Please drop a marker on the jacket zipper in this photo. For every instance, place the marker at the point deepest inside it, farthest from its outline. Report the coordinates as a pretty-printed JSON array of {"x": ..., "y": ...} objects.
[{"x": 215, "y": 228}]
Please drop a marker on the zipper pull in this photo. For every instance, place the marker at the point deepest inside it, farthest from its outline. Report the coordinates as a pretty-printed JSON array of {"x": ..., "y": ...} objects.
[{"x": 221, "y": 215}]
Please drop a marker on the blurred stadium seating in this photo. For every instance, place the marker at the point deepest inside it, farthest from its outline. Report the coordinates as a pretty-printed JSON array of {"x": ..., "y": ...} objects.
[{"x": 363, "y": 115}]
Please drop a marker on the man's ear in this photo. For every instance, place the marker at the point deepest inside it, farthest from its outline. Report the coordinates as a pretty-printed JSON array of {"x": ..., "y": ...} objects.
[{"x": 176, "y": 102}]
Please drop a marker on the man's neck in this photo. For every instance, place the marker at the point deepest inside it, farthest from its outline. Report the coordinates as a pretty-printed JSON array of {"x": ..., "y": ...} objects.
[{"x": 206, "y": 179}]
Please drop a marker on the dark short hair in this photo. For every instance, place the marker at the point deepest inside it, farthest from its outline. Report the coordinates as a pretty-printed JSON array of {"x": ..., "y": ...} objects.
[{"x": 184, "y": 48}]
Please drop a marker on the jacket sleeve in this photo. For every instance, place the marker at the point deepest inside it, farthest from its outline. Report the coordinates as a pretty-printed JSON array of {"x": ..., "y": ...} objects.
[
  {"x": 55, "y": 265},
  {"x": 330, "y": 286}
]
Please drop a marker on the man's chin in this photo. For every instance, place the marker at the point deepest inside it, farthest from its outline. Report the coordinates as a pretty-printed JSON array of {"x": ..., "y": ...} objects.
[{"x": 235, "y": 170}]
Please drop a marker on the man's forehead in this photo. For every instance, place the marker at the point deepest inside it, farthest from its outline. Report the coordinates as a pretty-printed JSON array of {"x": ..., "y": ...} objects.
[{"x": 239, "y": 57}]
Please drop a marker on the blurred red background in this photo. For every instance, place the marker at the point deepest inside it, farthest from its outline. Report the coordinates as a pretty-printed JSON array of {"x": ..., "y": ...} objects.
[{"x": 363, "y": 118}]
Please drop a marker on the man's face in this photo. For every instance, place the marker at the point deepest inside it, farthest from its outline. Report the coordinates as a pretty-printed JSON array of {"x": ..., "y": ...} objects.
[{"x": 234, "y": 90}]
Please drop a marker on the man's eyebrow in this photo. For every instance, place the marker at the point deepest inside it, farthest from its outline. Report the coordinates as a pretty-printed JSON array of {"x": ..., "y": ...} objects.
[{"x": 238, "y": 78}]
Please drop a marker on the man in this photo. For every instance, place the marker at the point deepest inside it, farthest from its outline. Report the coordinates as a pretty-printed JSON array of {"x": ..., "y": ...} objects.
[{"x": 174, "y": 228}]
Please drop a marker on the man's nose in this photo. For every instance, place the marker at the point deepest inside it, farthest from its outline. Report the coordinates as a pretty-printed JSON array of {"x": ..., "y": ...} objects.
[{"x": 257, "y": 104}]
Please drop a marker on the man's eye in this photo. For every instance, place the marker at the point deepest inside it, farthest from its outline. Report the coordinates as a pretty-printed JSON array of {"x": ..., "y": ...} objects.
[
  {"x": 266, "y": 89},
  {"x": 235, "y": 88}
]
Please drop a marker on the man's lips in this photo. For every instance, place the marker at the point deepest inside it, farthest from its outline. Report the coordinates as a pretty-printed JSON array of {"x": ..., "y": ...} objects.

━━━━

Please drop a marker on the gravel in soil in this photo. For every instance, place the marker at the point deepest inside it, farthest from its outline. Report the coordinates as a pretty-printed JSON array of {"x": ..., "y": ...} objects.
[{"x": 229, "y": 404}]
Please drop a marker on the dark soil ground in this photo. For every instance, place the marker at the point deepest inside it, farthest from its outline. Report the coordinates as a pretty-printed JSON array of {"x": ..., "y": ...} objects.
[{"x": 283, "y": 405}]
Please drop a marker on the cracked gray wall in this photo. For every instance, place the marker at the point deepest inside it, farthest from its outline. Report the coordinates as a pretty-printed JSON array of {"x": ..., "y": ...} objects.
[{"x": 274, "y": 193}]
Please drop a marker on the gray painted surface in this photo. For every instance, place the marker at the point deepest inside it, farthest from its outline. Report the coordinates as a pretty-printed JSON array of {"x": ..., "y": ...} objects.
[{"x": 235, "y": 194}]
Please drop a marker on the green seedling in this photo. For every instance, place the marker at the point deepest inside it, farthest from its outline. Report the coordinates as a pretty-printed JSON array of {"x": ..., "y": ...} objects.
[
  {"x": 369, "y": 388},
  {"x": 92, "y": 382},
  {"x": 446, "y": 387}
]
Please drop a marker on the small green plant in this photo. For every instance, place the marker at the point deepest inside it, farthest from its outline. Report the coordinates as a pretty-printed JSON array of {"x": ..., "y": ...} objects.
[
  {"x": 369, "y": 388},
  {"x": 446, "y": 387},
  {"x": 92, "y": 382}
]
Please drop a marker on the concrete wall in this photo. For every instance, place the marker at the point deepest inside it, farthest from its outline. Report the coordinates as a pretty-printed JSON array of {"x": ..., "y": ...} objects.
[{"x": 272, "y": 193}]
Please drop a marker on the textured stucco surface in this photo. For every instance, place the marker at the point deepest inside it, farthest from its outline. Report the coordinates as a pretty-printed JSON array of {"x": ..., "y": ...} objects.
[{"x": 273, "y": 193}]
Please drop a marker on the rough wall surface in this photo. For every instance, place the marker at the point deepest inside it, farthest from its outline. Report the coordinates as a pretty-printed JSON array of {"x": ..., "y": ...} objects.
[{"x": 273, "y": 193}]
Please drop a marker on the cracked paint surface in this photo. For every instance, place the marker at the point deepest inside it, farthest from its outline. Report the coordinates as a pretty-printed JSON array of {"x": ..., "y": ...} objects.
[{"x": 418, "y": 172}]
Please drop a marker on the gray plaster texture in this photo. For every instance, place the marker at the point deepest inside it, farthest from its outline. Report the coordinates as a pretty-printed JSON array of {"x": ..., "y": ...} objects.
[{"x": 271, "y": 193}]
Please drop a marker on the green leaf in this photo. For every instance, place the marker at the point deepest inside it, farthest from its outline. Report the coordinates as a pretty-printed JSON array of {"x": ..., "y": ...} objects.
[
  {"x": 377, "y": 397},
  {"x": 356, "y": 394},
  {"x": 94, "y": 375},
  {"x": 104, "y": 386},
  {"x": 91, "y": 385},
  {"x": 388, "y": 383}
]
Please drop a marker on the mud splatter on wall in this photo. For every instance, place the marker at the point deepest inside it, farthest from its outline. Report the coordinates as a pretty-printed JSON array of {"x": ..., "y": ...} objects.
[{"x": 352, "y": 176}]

━━━━

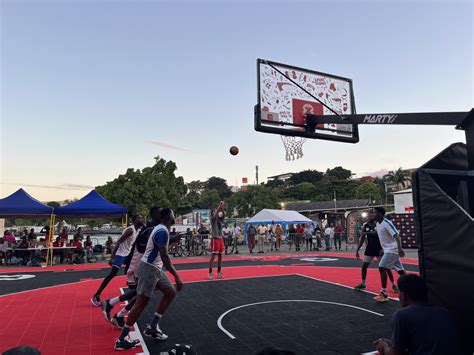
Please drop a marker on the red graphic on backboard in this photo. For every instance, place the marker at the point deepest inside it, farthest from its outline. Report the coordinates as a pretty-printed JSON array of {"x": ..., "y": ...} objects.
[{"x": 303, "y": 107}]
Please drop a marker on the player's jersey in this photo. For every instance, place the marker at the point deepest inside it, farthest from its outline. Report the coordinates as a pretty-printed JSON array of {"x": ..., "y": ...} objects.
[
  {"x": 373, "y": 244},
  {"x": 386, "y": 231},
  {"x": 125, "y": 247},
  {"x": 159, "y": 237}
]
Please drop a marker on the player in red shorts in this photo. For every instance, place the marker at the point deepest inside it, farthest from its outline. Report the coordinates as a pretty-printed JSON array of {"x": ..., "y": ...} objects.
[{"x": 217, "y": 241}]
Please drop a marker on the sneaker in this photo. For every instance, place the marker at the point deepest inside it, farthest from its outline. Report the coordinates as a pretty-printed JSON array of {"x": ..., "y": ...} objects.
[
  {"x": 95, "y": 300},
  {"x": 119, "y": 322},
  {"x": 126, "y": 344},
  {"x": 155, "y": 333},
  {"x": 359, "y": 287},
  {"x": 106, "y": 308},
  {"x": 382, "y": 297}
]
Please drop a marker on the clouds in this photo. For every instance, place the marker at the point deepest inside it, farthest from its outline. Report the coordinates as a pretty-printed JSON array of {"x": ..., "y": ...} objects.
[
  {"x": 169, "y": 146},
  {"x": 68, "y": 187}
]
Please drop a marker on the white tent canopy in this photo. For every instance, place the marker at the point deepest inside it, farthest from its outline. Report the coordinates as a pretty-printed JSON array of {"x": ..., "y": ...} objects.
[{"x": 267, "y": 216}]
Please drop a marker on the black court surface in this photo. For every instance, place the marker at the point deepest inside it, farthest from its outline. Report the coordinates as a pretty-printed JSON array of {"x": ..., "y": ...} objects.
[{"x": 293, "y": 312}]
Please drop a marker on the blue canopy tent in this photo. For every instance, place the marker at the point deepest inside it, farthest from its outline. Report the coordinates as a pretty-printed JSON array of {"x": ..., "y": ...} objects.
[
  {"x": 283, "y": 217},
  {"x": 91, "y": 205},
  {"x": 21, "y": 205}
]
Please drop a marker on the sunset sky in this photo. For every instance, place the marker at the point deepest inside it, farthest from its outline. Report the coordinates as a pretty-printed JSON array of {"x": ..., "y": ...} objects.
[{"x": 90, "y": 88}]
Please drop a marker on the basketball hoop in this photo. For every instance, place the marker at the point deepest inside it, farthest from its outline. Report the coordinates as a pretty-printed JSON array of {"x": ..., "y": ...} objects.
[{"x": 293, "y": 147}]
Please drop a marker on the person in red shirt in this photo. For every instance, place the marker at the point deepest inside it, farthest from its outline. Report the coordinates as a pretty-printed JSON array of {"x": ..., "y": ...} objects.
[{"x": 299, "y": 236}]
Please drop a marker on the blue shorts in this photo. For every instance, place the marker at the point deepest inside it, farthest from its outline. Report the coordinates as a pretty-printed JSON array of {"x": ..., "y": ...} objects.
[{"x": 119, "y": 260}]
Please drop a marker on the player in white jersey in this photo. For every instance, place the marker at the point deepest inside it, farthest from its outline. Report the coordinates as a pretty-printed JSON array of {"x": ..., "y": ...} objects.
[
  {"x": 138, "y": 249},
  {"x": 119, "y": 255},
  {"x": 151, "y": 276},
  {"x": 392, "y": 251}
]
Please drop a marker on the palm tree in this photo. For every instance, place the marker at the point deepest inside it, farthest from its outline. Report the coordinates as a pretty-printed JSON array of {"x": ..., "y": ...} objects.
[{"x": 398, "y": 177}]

━━━━

:: EXERCISE DIRECTIONS ::
Pick out every line of the material above that contains the word "jacket", and copy each of those lines in full.

:: SOLUTION FOR THIS PROBLEM ::
Please drop a marker on the jacket zipper in this photo. For every instance, place the marker at the point deepest inside it, farthest from its outline. Report the coordinates as a pretty-printed JSON array of {"x": ..., "y": ...} objects.
Please drop a marker on the jacket sleeve in this photo. For every instance, place the marker at the point deepest inside it, farthest from its outline. Report the coordinates as a pretty-printed JSON array of {"x": ..., "y": ...} objects.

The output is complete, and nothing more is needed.